* **Exercise requirements**
Set down every entry once more, character for character.

[Exercise material — start]

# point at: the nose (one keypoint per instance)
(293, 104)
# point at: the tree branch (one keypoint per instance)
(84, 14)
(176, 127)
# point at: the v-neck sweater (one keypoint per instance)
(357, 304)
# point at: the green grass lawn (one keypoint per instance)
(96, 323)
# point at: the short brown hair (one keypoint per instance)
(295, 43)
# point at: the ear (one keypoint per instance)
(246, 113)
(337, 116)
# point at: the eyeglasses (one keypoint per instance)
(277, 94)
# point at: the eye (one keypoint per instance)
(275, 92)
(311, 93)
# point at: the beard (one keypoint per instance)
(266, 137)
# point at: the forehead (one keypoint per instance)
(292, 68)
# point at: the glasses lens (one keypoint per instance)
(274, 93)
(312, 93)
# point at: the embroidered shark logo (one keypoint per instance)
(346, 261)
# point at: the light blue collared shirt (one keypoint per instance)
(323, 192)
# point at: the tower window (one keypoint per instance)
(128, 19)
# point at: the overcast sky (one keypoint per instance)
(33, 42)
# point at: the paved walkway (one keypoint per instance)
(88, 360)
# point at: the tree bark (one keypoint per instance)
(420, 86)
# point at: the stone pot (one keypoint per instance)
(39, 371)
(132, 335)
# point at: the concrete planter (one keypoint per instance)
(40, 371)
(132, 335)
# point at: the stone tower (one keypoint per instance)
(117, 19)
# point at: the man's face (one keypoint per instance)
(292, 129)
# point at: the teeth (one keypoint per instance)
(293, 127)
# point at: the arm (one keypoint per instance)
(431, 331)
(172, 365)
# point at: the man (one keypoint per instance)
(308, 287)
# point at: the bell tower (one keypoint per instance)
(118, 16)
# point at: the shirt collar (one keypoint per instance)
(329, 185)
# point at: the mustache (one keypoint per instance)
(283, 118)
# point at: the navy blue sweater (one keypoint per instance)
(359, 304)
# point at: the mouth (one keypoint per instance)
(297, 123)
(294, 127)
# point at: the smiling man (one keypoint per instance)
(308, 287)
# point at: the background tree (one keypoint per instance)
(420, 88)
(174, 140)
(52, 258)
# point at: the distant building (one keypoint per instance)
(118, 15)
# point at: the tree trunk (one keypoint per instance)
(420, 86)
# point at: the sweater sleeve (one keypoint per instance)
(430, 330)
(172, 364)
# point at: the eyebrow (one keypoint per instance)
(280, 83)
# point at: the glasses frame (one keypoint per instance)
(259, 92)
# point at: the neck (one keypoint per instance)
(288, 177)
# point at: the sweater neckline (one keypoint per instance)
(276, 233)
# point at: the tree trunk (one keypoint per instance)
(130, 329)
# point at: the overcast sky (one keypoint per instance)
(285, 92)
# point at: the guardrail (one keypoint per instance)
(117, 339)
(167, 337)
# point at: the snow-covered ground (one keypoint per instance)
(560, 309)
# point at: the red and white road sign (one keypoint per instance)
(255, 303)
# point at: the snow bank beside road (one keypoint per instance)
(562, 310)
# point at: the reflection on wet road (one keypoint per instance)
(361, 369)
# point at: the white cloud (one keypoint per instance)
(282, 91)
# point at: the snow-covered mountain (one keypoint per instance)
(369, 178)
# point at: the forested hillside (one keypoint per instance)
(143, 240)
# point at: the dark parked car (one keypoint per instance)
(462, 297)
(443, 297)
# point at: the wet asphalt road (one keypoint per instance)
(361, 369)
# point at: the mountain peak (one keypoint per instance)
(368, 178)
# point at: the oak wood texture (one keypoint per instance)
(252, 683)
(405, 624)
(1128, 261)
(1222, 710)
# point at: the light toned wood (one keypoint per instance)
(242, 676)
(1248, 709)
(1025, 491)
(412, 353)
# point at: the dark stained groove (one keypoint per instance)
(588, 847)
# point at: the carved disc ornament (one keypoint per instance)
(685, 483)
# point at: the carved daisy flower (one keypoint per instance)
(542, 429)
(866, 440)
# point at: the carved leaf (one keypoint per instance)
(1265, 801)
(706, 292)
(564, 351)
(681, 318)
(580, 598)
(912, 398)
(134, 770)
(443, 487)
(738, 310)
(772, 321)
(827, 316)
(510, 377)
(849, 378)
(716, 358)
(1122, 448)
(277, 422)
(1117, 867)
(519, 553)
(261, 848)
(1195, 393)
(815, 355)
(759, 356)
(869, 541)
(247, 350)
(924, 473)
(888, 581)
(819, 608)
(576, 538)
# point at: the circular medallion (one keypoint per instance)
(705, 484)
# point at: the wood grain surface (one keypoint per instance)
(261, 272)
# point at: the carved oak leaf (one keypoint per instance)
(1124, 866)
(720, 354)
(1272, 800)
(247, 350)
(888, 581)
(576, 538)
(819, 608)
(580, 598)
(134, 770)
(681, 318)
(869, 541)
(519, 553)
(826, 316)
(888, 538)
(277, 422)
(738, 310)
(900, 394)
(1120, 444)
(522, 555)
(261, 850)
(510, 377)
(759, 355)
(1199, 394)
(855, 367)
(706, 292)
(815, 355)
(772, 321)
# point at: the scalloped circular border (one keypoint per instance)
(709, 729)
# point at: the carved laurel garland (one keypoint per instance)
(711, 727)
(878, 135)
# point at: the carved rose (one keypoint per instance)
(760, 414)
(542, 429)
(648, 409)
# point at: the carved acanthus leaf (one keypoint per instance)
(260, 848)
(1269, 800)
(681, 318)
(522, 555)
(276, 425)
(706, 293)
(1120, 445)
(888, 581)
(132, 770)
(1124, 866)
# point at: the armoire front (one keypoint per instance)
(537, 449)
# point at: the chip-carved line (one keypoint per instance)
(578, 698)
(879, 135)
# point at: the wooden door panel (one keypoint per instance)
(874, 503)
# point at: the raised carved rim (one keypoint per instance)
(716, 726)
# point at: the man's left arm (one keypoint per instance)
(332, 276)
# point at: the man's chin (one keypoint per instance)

[Exercise material — finish]

* **Solution to the exercise**
# point at: the nose (one keypoint per instance)
(293, 104)
# point at: the tree branch (one keypoint per instance)
(84, 14)
(176, 127)
# point at: the v-neck sweater (one keypoint per instance)
(357, 304)
# point at: the green grass lawn (one keypoint per instance)
(96, 323)
# point at: the short brown hair (one keypoint per instance)
(295, 43)
# point at: the ear (one keypoint per instance)
(246, 113)
(337, 116)
# point at: the eyeglasses (one keypoint per instance)
(277, 94)
# point at: the eye (one keypoint per instance)
(275, 92)
(311, 93)
# point at: the beard (one keypoint per instance)
(266, 137)
# point at: the forehead (one keypoint per instance)
(292, 68)
# point at: the glasses lens (one keypoint per instance)
(274, 93)
(312, 93)
# point at: the embroidered shark logo (one keypoint per instance)
(346, 261)
# point at: the light blue collared shirt (one keypoint per instance)
(323, 192)
# point at: the tower window (one keypoint per instance)
(128, 19)
# point at: the overcast sky (one keypoint per instance)
(33, 42)
# point at: the paved walkway (one keypoint per instance)
(88, 360)
# point at: the tree bark (one keypoint per instance)
(420, 86)
# point at: the stone pot (one keypoint per instance)
(39, 371)
(132, 335)
# point at: the concrete planter (one keypoint per instance)
(40, 371)
(132, 335)
# point at: the stone tower (one keypoint per instance)
(117, 19)
# point at: the man's face (one keypoint per instance)
(292, 129)
# point at: the teeth (one keypoint per instance)
(293, 127)
# point at: the arm (one keypoint per instance)
(431, 331)
(172, 365)
# point at: the man (one keypoint per instance)
(308, 287)
# point at: the bell tower (one keypoint per instance)
(118, 16)
# point at: the shirt collar (one keypoint per instance)
(329, 185)
# point at: the mustache (one keypoint per instance)
(283, 118)
# point at: the navy blue sweater (one keypoint per instance)
(359, 304)
# point at: the mouth (one keypoint per instance)
(297, 123)
(294, 127)
# point at: the smiling man (one keypoint per instance)
(308, 287)
# point at: the background tree (one keypoint per instance)
(420, 88)
(174, 140)
(52, 258)
# point at: the distant building (one keypoint per instance)
(118, 15)
# point at: the tree trunk (one keypoint per instance)
(420, 86)
# point at: the sweater sleeve (one keypoint per instance)
(430, 330)
(172, 364)
# point at: the eyebrow (one keypoint per instance)
(280, 83)
# point at: the glasses frame (one keypoint per instance)
(259, 92)
# point at: the neck (one keypoint per instance)
(288, 177)
# point at: the sweater neckline (one keypoint per instance)
(276, 233)
# point at: the tree trunk (one keypoint per instance)
(130, 329)
# point at: the overcast sky (one keypoint per instance)
(285, 92)
# point at: the guardrail (one keypoint per instance)
(117, 339)
(167, 337)
# point at: the snow-covered ground (one keypoint per instance)
(560, 309)
# point at: the red and white road sign (one keypoint per instance)
(255, 303)
# point at: the snow bank beside road (one keypoint per instance)
(562, 310)
# point at: the reflection on wet road (one keypoint per instance)
(361, 369)
# point at: the white cloud (one keypoint per instance)
(282, 91)
# point at: the snow-covered mountain (one keypoint per instance)
(369, 178)
# point at: the forested hillside (one keypoint per instance)
(143, 240)
# point at: the dark parked car (one keypoint per instance)
(462, 297)
(443, 297)
# point at: the wet asphalt road (one keypoint per instance)
(361, 369)
# point at: the mountain peak (one keypoint per instance)
(368, 178)
# point at: the oak wood texture (one keypoint per instance)
(252, 683)
(405, 624)
(1128, 261)
(1222, 710)
# point at: the light toned wood (one keypoint per instance)
(242, 676)
(1248, 709)
(1025, 491)
(412, 353)
# point at: the dark stained groove (one keypoint per instance)
(588, 847)
# point at: the carved disc ornament (one keypoint per instance)
(685, 483)
# point at: the carved daisy flower (one keypoint per instance)
(542, 429)
(866, 440)
# point at: the carved leaf (one keypoint per instance)
(1265, 801)
(706, 292)
(564, 351)
(681, 318)
(580, 598)
(912, 398)
(134, 770)
(443, 487)
(738, 310)
(772, 321)
(827, 316)
(510, 377)
(849, 378)
(716, 358)
(1122, 448)
(277, 422)
(1117, 867)
(519, 553)
(261, 848)
(1195, 393)
(815, 355)
(759, 356)
(869, 541)
(247, 350)
(924, 473)
(888, 581)
(819, 608)
(576, 538)
# point at: the circular medallion (one keypoint per instance)
(705, 484)
# point at: the wood grain surface (one keypoint per instance)
(261, 272)
# point at: the carved oak leaf (one keypoint per instance)
(1124, 866)
(720, 354)
(1272, 800)
(247, 350)
(888, 581)
(576, 538)
(819, 608)
(580, 598)
(134, 770)
(681, 318)
(869, 541)
(519, 553)
(826, 316)
(888, 538)
(277, 422)
(738, 310)
(900, 394)
(1120, 444)
(522, 555)
(261, 850)
(510, 377)
(759, 355)
(1199, 394)
(855, 367)
(706, 292)
(815, 355)
(772, 321)
# point at: the scalloped circular border (one keypoint per instance)
(709, 729)
# point at: the carved laurel garland (one keypoint per instance)
(711, 727)
(878, 135)
# point at: the carved rose (one keypoint per instance)
(760, 414)
(542, 429)
(648, 409)
# point at: the carved acanthus leaf (one keypoint per instance)
(260, 848)
(1269, 800)
(681, 318)
(522, 555)
(276, 425)
(706, 293)
(1120, 445)
(888, 581)
(132, 770)
(1124, 866)
# point at: the armoire front (one keypoint per instance)
(537, 449)
# point at: the chip-carved line (one keypoint per instance)
(578, 698)
(879, 135)
# point at: the wooden door panel (one keypoint per instance)
(874, 503)
# point at: the raised carved rim (one keypoint per instance)
(716, 726)
# point at: the man's left arm (one keypoint per instance)
(332, 276)
# point at: the man's chin (one keypoint per instance)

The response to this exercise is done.